▶ _Textauszug_:

§

Bundesgerichtshof Beschluss, 23. Okt. 2018 - 1 StR 355/18
Gericht
Richter
BUNDESGERICHTSHOF
Der 1. Strafsenat des Bundesgerichtshofs hat nach Anhörung des Beschwerdeführers und des Generalbundesanwalts – zu 2. auf dessen Antrag – am 23. Oktober 2018 gemäß § 349 Abs. 2 und 4, § 354 Abs. 1 analog StPO beschlossen:
a) im Schuldspruch dahin geändert, dass der Angeklagte des unerlaubten Handeltreibens mit Betäubungsmitteln in nicht geringer Menge in neun Fällen, davon in einem Fall in Tateinheit mit unerlaubtem Besitz einer halbautomatischen Kurzwaffe zum Verschießen von Patronenmunition und unerlaubtem Besitz von Patronenmunition sowie wegen Urkundenfälschung schuldig ist;
b) im Ausspruch über die Einzelstrafe im Fall II.9.-12. der Urteilsgründe und im Gesamtstrafenausspruch aufgehoben. 2. Die weitergehende Revision wird als unbegründet verworfen. 3. Im Umfang der Aufhebung wird die Sache zu neuer Verhandlung und Entscheidung, auch über die Kosten des Rechtsmittels , an eine andere Strafkammer des Landgerichts zurückverwiesen.
Gründe:
- 1
- Das Landgericht hat den Angeklagten wegen unerlaubten Handeltreibens mit Betäubungsmitteln in nicht geringer Menge in acht Fällen, bewaffneten unerlaubten Handeltreibens mit Betäubungsmitteln in nicht geringer Menge in Tateinheit mit unerlaubtem Besitz einer Waffe und Munition und wegen Urkundenfälschung zu einer Gesamtfreiheitsstrafe von sechs Jahren und sechs Monaten verurteilt und eine Einziehungsentscheidung getroffen. Die auf Verfahrensrügen und die Sachrüge gestützte Revision des Angeklagten hat mit der Sachrüge in dem aus der Beschlussformel ersichtlichen Umfang Erfolg; im Übrigen ist sie unbegründet im Sinne des § 349 Abs. 2 StPO.

§

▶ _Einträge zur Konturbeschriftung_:
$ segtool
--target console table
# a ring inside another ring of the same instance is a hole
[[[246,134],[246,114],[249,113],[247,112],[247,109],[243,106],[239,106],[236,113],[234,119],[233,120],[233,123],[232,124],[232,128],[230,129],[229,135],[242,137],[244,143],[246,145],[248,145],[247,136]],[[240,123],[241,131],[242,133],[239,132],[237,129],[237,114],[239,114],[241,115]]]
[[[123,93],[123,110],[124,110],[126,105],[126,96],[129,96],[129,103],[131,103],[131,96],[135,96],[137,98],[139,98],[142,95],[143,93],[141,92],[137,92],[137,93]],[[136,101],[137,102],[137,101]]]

§

Schreibe den Beschluss des Bundesgerichtshofs im Anschluss an seinen letzten Satz weiter. Das Material stammt aus einer anderen Quelle.

▶ _Antwort zur Aufgabe_:
- 2
- Die getroffenen Feststellungen tragen die Verurteilung des Angeklagten wegen bewaffneten Handeltreibens mit Betäubungsmitteln in nicht geringer Menge im Fall II.9.-12. der Urteilsgründe nicht (§ 30a Abs. 2 Nr. 2 BtMG).
- 3
- Der Qualifikationstatbestand des § 30a Abs. 2 Nr. 2 BtMG setzt in der hier maßgeblichen Variante unter anderem voraus, dass der Täter eine Schusswaffe beim Handeltreiben mit sich führt. Ein Mitsichführen einer Schusswaffe liegt vor, wenn der Täter eine derartige Waffe bewusst gebrauchsbereit in der Weise bei sich hat, dass er sich ihrer jederzeit bedienen kann. Hierfür genügt es, dass die Schusswaffe dem Täter in irgendeinem Stadium des Tathergangs zur Verfügung steht, d.h. diese sich so in seiner räumlichen Nähe befindet, dass er sich ihrer jederzeit, also ohne nennenswerten Zeitaufwand und ohne besondere Schwierigkeiten bedienen kann. Ein Tragen der Waffe oder des Gegenstandes am Körper ist nicht erforderlich; es genügt, wenn sie sich in Griffweite befindet (vgl. insgesamt BGH, Urteil vom 12. Januar 2017 – 1 StR 394/16 Rn. 7, NStZ 2017, 714 f. mwN).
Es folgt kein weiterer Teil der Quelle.